Cosa fare >>
a. Nel testo sulla Villa delle Ginestre, da quale anno la villa appartiene all'Università Federico II?
b. Trascrivi parola per parola il passo del testo sulla Villa delle Ginestre che comincia con "La villa si" e si chiude con "il mobilio storico.".
c. Prosegui il testo sulla Villa delle Ginestre a partire dalla sua ultima frase.

Testo proposto >>
================
Sapete qual è la residenza napoletana dove Giacomo Leopardi visse i suoi ultimi anni, dove scrisse “La Ginestra” e di chi è oggi?
La villa si chiamava Palazzo Ferrigni, si trova a Torre del Greco e, in memoria del poeta celebrato nella seguitissima miniserie di RaiUno di Sergio Rubini, si chiama oggi Villa delle Ginestre. Alle falde del Vesuvio, con uno splendido affaccio sul vulcano da una parte e sul Golfo dall’altra, era di proprietà di Giuseppe Ferrigni, che sposò Enrichetta Ranieri, sorella di Antonio, l’amico di Leopardi. La villa è dal 1962 di proprietà dell’Università Federico II, ma la gestione e la valorizzazione del sito, successivamente, sono state affidate alla Fondazione Ente Ville Vesuviane che vi ha realizzato un percorso museale che esalta la visita alla stanza che ospitò il poeta dove è conservata la struttura e il mobilio storico.
================
Righe >>
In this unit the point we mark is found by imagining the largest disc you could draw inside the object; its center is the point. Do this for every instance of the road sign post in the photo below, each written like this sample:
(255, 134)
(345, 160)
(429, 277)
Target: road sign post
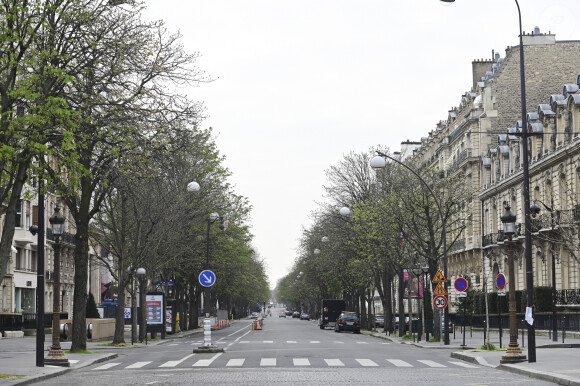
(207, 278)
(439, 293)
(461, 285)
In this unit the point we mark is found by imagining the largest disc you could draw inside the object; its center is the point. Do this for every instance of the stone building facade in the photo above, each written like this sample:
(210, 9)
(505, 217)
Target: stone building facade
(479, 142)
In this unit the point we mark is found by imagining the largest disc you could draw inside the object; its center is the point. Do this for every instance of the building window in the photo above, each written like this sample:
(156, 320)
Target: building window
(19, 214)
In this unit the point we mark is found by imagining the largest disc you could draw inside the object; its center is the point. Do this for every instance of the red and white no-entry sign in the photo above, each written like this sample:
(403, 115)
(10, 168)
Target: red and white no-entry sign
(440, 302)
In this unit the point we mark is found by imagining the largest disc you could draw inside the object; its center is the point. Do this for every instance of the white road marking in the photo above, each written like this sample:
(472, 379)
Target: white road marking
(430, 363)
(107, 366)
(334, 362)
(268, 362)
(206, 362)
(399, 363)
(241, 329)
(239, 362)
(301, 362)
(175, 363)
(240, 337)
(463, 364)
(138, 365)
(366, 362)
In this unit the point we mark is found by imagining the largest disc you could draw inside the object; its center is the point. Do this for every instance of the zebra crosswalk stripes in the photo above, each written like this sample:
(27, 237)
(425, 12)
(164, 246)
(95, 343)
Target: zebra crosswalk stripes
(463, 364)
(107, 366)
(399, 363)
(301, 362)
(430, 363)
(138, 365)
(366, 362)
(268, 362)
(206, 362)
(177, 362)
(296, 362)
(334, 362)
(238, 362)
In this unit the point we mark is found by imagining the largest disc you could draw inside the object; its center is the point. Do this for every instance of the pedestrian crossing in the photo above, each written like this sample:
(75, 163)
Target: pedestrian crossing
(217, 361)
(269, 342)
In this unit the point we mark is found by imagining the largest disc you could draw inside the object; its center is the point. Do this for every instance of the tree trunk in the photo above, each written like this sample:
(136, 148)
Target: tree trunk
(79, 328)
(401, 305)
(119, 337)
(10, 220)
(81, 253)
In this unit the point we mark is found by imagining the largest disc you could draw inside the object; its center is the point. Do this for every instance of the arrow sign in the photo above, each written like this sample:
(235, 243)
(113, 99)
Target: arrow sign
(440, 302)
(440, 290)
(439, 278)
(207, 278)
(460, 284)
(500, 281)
================
Risposte >>
a. Dal 1962.

b.
La villa si chiamava Palazzo Ferrigni, si trova a Torre del Greco e, in memoria del poeta celebrato nella seguitissima miniserie di RaiUno di Sergio Rubini, si chiama oggi Villa delle Ginestre. Alle falde del Vesuvio, con uno splendido affaccio sul vulcano da una parte e sul Golfo dall’altra, era di proprietà di Giuseppe Ferrigni, che sposò Enrichetta Ranieri, sorella di Antonio, l’amico di Leopardi. La villa è dal 1962 di proprietà dell’Università Federico II, ma la gestione e la valorizzazione del sito, successivamente, sono state affidate alla Fondazione Ente Ville Vesuviane che vi ha realizzato un percorso museale che esalta la visita alla stanza che ospitò il poeta dove è conservata la struttura e il mobilio storico.

c.
Sono numerosissime le Ville della fascia costiera vesuviana, esattamente 122, oltre quelle gestite dalla Fondazione (Villa Campolieto, il Parco sul Mare della Villa Favorita, la Villa Ruggiero a Ercolano e la Villa delle Ginestre a Torre del Greco), tutti edifici monumentali che si trovano nei comuni di Napoli, San Giorgio a Cremano, Portici, Ercolano e Torre del Greco. Una curiosità poco nota riguarda la nipote di Leopardi. Sul finire dell’Ottocento un nipote di Giuseppe Ferrigni sposò Adelaide Leopardi, pronipote del Poeta e abitarono per breve periodo nella Villa dove la giovane sposa morì. Nel 1907 la Villa passò in eredità ad Antonio Carafa, pronipote di Giuseppe Ferrigni. A quel periodo risale la ristrutturazione della residenza con la creazione del porticato sui tre lati a sorreggere la terrazza superiore conferendo alla Villa l’aspetto attuale. Fu il re Vittorio Emanuele, nel 1937, a volere una targa commemorativa in onore di Leopardi che qui compose, oltre alla Ginestra, la sua ultima poesia, Il Tramonto della luna.
Per visitare la villa di paga un ticket di 6,50 euro.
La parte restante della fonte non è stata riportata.